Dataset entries
▼
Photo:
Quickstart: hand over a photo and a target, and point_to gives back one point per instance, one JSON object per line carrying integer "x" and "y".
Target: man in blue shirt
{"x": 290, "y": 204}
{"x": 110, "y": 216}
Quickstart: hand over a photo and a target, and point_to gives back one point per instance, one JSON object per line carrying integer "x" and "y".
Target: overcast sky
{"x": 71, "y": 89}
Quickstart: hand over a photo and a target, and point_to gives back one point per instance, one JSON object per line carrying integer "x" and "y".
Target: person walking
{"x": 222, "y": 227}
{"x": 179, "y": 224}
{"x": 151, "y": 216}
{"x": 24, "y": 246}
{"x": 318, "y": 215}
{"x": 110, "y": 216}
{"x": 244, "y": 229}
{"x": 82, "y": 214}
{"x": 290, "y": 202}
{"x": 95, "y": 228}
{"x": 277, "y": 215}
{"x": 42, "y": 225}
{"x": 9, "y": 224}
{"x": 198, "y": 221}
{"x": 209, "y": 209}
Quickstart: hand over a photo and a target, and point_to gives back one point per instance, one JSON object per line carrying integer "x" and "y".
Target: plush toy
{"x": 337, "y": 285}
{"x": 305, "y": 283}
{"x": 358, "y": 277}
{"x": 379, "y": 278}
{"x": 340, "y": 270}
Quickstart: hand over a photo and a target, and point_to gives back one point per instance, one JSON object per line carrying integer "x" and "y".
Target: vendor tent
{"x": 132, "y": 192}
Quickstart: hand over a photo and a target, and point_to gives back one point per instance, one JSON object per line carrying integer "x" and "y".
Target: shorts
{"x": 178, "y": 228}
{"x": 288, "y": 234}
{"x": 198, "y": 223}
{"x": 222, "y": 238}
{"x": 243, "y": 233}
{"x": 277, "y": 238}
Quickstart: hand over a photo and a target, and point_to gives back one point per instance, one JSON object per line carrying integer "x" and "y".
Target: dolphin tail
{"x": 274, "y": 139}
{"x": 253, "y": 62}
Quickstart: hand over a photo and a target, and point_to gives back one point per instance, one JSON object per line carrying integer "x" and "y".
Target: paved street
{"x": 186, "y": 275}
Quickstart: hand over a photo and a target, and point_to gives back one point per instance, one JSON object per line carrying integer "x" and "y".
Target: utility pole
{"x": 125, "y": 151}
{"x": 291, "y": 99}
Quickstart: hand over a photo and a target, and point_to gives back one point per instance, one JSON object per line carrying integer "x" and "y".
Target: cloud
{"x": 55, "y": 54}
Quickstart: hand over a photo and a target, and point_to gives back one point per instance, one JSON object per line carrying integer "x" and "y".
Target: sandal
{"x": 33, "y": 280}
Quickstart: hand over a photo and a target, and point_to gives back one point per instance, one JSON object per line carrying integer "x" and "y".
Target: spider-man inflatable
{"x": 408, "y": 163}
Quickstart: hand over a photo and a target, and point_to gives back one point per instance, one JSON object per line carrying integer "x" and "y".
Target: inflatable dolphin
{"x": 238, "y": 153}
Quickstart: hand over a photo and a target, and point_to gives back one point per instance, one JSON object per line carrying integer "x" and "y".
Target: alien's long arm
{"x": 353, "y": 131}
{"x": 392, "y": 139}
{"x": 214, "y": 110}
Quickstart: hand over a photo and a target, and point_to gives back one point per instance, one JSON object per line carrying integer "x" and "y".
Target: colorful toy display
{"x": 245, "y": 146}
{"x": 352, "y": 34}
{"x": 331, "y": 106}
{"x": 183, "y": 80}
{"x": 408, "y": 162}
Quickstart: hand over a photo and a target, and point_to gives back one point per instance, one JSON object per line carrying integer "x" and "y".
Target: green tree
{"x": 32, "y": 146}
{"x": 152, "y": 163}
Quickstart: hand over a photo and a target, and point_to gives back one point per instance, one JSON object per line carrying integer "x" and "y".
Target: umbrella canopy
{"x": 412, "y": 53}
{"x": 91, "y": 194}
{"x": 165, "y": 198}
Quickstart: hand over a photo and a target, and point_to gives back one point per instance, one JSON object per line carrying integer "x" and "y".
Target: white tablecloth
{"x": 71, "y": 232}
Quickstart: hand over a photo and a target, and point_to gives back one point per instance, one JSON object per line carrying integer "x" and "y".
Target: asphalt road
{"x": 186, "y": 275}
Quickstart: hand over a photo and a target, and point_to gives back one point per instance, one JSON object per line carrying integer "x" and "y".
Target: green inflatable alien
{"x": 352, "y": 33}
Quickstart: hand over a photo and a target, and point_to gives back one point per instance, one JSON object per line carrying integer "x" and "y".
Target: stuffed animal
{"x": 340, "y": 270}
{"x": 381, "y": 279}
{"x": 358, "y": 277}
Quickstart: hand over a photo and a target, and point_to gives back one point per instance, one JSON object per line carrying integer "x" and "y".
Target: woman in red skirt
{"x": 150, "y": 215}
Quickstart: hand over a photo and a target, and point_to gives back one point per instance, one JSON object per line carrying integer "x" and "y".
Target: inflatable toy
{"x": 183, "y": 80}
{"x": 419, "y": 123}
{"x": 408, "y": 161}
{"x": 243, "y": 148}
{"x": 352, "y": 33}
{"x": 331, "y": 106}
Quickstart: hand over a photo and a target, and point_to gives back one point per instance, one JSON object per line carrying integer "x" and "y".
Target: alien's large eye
▲
WHAT THIS TASK INVOLVES — The full set of entries should be transcribed exactly.

FINISHED EXERCISE —
Photo:
Quickstart: hand over a photo and a target, and point_to gives back one point per instance, one JSON object per line carrying integer "x" and "y".
Target: man in blue shirt
{"x": 290, "y": 204}
{"x": 110, "y": 216}
Quickstart: hand over a photo and a target, and point_to gives back one point per instance, one JSON object per line carrying integer "x" and "y".
Target: overcast sky
{"x": 71, "y": 89}
Quickstart: hand over a photo and a target, and point_to gives back one point per instance, one JSON object per line carrying integer "x" and "y".
Target: person walking
{"x": 222, "y": 227}
{"x": 179, "y": 224}
{"x": 151, "y": 216}
{"x": 24, "y": 246}
{"x": 318, "y": 215}
{"x": 110, "y": 216}
{"x": 244, "y": 229}
{"x": 82, "y": 214}
{"x": 290, "y": 202}
{"x": 95, "y": 228}
{"x": 277, "y": 215}
{"x": 42, "y": 225}
{"x": 9, "y": 224}
{"x": 198, "y": 221}
{"x": 209, "y": 209}
Quickstart: hand over a photo and a target, and point_to gives back one point per instance, one JSON object per line carrying integer "x" and "y".
Target: plush toy
{"x": 337, "y": 285}
{"x": 305, "y": 283}
{"x": 358, "y": 277}
{"x": 379, "y": 278}
{"x": 340, "y": 270}
Quickstart: hand over a photo and a target, and point_to gives back one point per instance, one JSON object per line carrying integer "x" and "y".
Target: vendor tent
{"x": 132, "y": 192}
Quickstart: hand over a photo and a target, and point_to gives back one point per instance, one JSON object per line carrying integer "x" and "y".
Target: shorts
{"x": 178, "y": 228}
{"x": 288, "y": 234}
{"x": 198, "y": 223}
{"x": 222, "y": 238}
{"x": 243, "y": 233}
{"x": 277, "y": 238}
Quickstart: hand over a photo and a target, and point_to gives back one point per instance, one JSON object per line carrying integer "x" and "y".
Target: dolphin tail
{"x": 274, "y": 139}
{"x": 253, "y": 62}
Quickstart: hand over a photo and a target, and point_to gives back one point per instance, one JSON object per line carrying integer "x" and "y".
Target: paved street
{"x": 186, "y": 275}
Quickstart: hand over a photo and a target, and point_to gives back one point per instance, one JSON object per line carrying integer "x" and "y".
Target: utility pole
{"x": 125, "y": 151}
{"x": 291, "y": 99}
Quickstart: hand over a photo and a target, and point_to gives back one point per instance, one JSON object per line carrying integer "x" and "y".
Target: cloud
{"x": 55, "y": 54}
Quickstart: hand over a photo and a target, and point_to gives back one point per instance, one JSON object per line carrying integer "x" and "y".
Target: sandal
{"x": 33, "y": 280}
Quickstart: hand over a photo and a target, and point_to gives back one point per instance, one JSON object per line carrying integer "x" and "y".
Target: spider-man inflatable
{"x": 408, "y": 163}
Quickstart: hand over a photo and a target, and point_to gives back one point per instance, one JSON object per line carrying integer "x" and "y".
Target: inflatable dolphin
{"x": 238, "y": 153}
Quickstart: hand over a photo and a target, and point_to gives back one point per instance, one JSON object per line carrying integer "x" and "y".
Target: alien's long arm
{"x": 353, "y": 131}
{"x": 392, "y": 139}
{"x": 214, "y": 110}
Quickstart: hand over a photo and a target, and point_to gives back one point per instance, one JSON object per line carrying integer "x" and "y".
Target: colorful toy display
{"x": 245, "y": 146}
{"x": 352, "y": 34}
{"x": 331, "y": 106}
{"x": 183, "y": 80}
{"x": 408, "y": 162}
Quickstart: hand over a photo and a target, and point_to gives back one point per instance, one JSON object per line carrying integer "x" and "y".
Target: green tree
{"x": 32, "y": 146}
{"x": 152, "y": 163}
Quickstart: hand over a photo and a target, and point_to gives back one point per instance, one JSON object per line carrying integer "x" and "y".
Target: umbrella canopy
{"x": 412, "y": 53}
{"x": 91, "y": 194}
{"x": 165, "y": 198}
Quickstart: hand over a photo and a target, and point_to gives back one point per instance, one JSON object per line carrying integer "x" and "y".
Target: white tablecloth
{"x": 71, "y": 232}
Quickstart: hand over a photo and a target, and point_to gives back one point per instance, one JSON object per line carrying integer "x" and "y".
Target: asphalt road
{"x": 186, "y": 275}
Quickstart: hand over a photo and a target, and point_to gives back one point per instance, one JSON object per line carrying integer "x" and "y".
Target: green inflatable alien
{"x": 352, "y": 33}
Quickstart: hand over a photo and a target, and point_to gives back one point per instance, one JSON object per line carrying integer "x" and "y".
Target: stuffed animal
{"x": 340, "y": 270}
{"x": 381, "y": 279}
{"x": 358, "y": 277}
Quickstart: hand over a photo and a target, and point_to gives back one point per instance, one JSON object per line carrying integer "x" and "y".
Target: woman in red skirt
{"x": 150, "y": 215}
Quickstart: hand over a photo and a target, and point_to gives back one point per instance, one JSON object per line carrying integer "x" and "y".
Target: inflatable toy
{"x": 183, "y": 80}
{"x": 419, "y": 123}
{"x": 408, "y": 161}
{"x": 243, "y": 148}
{"x": 352, "y": 33}
{"x": 331, "y": 106}
Quickstart: hand over a photo and a target, and point_to gives back one point per instance, one JSON object per line carrying integer "x" and "y".
Target: alien's large eye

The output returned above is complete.